(EXERCISE TEXT)
—————

Dialysis is a procedure that can help patients with end stage renal disease to increase quantity and quality of life. However, there are several inherent risks associated with dialysis, which are more profound in patients at risk of complications, such as the elderly or those with other concurrent health conditions.
There are two main types of dialysis in practice: hemodialysis and peritoneal dialysis. The efficacy of both types is equivalent, so the decision is usually made based on individual choice. However, there are some characteristics that make one option more suitable for certain patients.
Benefits of hemodialysis
The primary benefit of hemodialysis is that it only involves a dialysis session three times a week, with four days each week without the need to go to a medical clinic for dialysis.
Each session typically lasts approximately 4 hours, so at least 12 hours each week should be reserved for dialysis treatment and other activities should be planned around this. In most cases, hemodialysis is carried out in a medical clinic, so regular travel to receive dialysis may also be necessary. However, training for hemodialysis at home may allow the procedure to be undertaken in the home environment.
Hemodialysis is recommended for people who are unable to carry out the dialysis procedure themselves, due to visual impairment, dementia, or other conditions.
Disadvantages of hemodialysis
Hemodialysis is associated with a restriction in the intake of fluid and dietary changes, which may be difficult for some people to adjust to. Some foods may be recommended to be cut out of the diet completely, and fluid intake is typically restricted to several cups a day, depending on the circumstances.

—————

(STORED DATA)

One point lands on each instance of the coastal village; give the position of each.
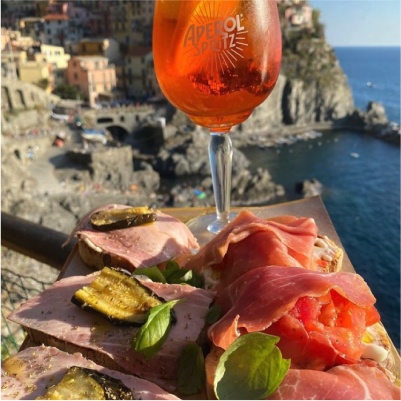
(102, 49)
(78, 85)
(84, 122)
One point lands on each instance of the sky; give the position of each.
(360, 22)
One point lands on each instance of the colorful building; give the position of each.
(93, 76)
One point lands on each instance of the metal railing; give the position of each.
(36, 242)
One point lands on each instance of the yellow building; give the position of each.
(37, 71)
(139, 73)
(107, 47)
(58, 59)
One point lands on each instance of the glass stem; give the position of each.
(220, 156)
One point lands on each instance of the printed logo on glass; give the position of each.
(215, 38)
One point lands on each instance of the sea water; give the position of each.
(361, 178)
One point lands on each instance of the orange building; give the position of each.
(93, 76)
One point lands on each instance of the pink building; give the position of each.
(93, 76)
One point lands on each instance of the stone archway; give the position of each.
(6, 103)
(21, 98)
(120, 134)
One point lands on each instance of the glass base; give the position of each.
(200, 227)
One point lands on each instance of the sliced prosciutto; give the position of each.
(140, 246)
(28, 374)
(51, 318)
(319, 317)
(362, 381)
(249, 242)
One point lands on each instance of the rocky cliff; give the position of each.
(312, 88)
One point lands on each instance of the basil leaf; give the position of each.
(152, 272)
(251, 368)
(213, 314)
(151, 336)
(191, 370)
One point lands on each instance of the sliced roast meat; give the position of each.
(28, 374)
(139, 246)
(51, 318)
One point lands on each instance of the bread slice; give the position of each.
(327, 255)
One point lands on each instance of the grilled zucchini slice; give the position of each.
(117, 296)
(106, 220)
(87, 384)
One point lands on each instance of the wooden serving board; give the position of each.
(310, 207)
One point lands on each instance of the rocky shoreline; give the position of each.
(59, 185)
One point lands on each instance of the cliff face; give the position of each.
(312, 87)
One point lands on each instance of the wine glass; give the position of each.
(216, 60)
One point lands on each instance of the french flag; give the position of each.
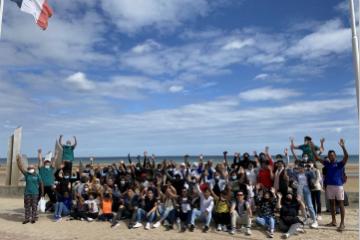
(40, 9)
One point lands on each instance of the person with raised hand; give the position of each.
(334, 182)
(33, 183)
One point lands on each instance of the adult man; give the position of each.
(68, 154)
(334, 182)
(46, 172)
(306, 147)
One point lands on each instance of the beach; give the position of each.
(12, 214)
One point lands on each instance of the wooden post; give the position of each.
(9, 161)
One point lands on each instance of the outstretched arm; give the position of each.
(316, 156)
(20, 164)
(75, 142)
(40, 159)
(346, 155)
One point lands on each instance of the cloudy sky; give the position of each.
(178, 76)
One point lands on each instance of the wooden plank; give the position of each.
(15, 172)
(58, 155)
(9, 161)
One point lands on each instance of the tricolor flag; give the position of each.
(40, 9)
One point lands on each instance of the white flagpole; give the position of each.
(1, 13)
(355, 45)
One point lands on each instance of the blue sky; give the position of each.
(179, 76)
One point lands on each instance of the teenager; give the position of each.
(33, 183)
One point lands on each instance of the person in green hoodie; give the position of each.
(68, 154)
(33, 184)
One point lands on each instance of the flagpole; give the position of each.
(1, 13)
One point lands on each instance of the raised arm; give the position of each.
(346, 155)
(316, 156)
(75, 142)
(20, 164)
(40, 159)
(60, 140)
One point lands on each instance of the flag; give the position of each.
(40, 9)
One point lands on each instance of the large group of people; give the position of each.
(230, 195)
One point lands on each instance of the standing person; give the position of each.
(33, 184)
(306, 147)
(205, 211)
(46, 172)
(68, 154)
(334, 182)
(240, 213)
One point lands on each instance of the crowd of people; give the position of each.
(230, 195)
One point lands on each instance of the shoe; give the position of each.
(270, 234)
(286, 235)
(191, 228)
(205, 229)
(314, 225)
(157, 224)
(137, 225)
(115, 225)
(300, 230)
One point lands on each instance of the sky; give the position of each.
(178, 77)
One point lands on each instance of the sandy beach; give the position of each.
(11, 216)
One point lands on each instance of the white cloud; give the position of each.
(133, 15)
(329, 38)
(148, 46)
(238, 44)
(80, 81)
(268, 93)
(176, 88)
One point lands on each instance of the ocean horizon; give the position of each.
(353, 159)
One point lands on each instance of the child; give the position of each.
(93, 209)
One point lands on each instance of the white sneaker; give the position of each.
(157, 224)
(137, 225)
(314, 225)
(286, 235)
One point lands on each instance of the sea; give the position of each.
(353, 159)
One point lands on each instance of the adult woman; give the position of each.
(33, 184)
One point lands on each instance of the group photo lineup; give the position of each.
(179, 119)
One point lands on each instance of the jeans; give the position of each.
(168, 214)
(141, 214)
(196, 213)
(268, 222)
(61, 209)
(308, 202)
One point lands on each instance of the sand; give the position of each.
(11, 216)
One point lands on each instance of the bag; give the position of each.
(42, 205)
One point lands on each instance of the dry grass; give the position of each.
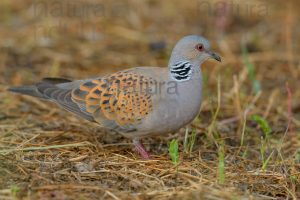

—————

Reproduce the passage from the dialysis text above, starting at "Disadvantages of hemodialysis" and ending at "on the circumstances.".

Disadvantages of hemodialysis
Hemodialysis is associated with a restriction in the intake of fluid and dietary changes, which may be difficult for some people to adjust to. Some foods may be recommended to be cut out of the diet completely, and fluid intake is typically restricted to several cups a day, depending on the circumstances.